Auszug:

.....

Landgericht Osnabrück
Urteil vom 10.04.2012
Az.: 9 O 762/10
Versicherungssparte: Wohngebäudeversicherung
Kürzung: 70 %

Schlagwörter: Waschmaschine, Wasserschlauch, Wasserschaden, Aqua-Stopp

Urteil

1.) Die Beklagte wird verurteilt, an die Klägerin 585,10 € nebst Zinsen in Höhe von 5 Prozentpunkten über dem Basiszinssatz seit dem 31.03.2010 sowie 93,02 € zu zahlen. Im Übrigen wird die Klage abgewiesen.

2.) Die Kosten des Rechtsstreits tragen die Klägerin zu 9/10 und die Beklagte zu 1/10.

3.) Das Urteil ist vorläufig vollstreckbar. Der jeweilige Vollstreckungsschuldner kann die Zwangs-vollstreckung durch Sicherheitsleistung in Höhe von 110 % des aufgrund des Urteils zu vollstreckenden Betrages abwenden, wenn nicht zuvor der jeweilige Vollstreckungsgläubiger Sicherheit in Höhe von 110 % des jeweils zu vollstreckenden Betrages leistet.

.....

Bereitgestellte Auflistung:
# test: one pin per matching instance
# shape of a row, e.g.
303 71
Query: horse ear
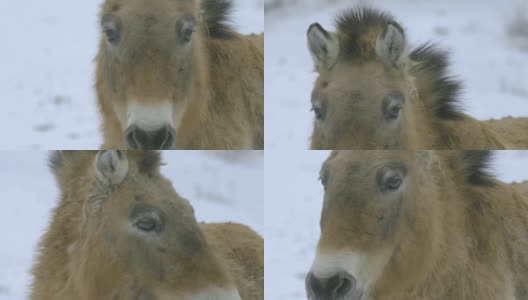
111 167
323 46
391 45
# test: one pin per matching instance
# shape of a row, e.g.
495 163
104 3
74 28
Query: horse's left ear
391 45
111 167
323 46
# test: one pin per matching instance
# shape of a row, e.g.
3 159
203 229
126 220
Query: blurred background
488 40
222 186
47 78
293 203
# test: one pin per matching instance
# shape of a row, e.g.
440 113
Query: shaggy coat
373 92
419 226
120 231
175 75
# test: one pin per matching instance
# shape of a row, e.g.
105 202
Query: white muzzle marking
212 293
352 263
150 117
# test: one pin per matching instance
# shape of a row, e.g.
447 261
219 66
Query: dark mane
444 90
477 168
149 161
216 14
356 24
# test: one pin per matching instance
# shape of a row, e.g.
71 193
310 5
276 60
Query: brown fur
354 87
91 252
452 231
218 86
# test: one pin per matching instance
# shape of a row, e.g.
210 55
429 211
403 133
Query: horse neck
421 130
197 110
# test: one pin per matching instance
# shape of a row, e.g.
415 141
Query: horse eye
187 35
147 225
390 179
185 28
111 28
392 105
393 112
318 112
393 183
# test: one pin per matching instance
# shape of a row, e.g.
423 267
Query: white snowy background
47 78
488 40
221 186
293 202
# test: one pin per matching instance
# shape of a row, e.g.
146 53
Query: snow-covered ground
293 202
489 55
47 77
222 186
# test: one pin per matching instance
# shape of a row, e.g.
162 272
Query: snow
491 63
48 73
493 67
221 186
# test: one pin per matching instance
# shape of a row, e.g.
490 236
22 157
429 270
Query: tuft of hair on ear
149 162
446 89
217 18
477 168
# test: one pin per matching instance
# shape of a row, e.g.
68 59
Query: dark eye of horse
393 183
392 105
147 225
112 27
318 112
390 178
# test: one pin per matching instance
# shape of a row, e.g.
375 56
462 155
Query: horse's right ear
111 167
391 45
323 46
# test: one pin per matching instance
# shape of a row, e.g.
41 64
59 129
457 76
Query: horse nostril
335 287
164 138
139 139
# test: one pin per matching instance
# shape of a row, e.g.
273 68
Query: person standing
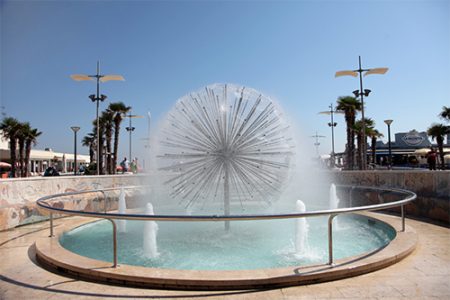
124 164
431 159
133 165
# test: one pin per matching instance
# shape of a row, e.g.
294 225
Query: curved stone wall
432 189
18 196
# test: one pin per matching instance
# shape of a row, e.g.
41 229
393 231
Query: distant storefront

.....

Aufgabe 1: Geben Sie aus dem Urteil des Landgerichts Osnabrück den Abschnitt zwischen „2.) Die Kosten“ und „vollstreckenden Betrages leistet.“ einschließlich beider Stellen wortgetreu aus.
Aufgabe 2: Schreiben Sie das Urteil des Landgerichts Osnabrück im Anschluss an seinen letzten Satz weiter.

Lösung 1:
2.) Die Kosten des Rechtsstreits tragen die Klägerin zu 9/10 und die Beklagte zu 1/10.

3.) Das Urteil ist vorläufig vollstreckbar. Der jeweilige Vollstreckungsschuldner kann die Zwangs-vollstreckung durch Sicherheitsleistung in Höhe von 110 % des aufgrund des Urteils zu vollstreckenden Betrages abwenden, wenn nicht zuvor der jeweilige Vollstreckungsgläubiger Sicherheit in Höhe von 110 % des jeweils zu vollstreckenden Betrages leistet.

Lösung 2:
Tatbestand

Die Parteien streiten um Leistung aus einer Wohngebäudeversicherung aufgrund eines Wasserschadens.

Die Klägerin ist Eigentümerin einer Wohnung im 2. Obergeschoss des Hauses …. Im Hinblick auf dieses Haus besteht bei der Beklagten zu Gunsten der Wohnungseigentümergemeinschaft, der auch die Klägerin angehört, eine Wohngebäudeversicherung mit der Versicherungsschein-Nummer …. Diese Versicherung umfasst unter anderem Leitungswasserschäden aus Zu- und Ableitungsrohren.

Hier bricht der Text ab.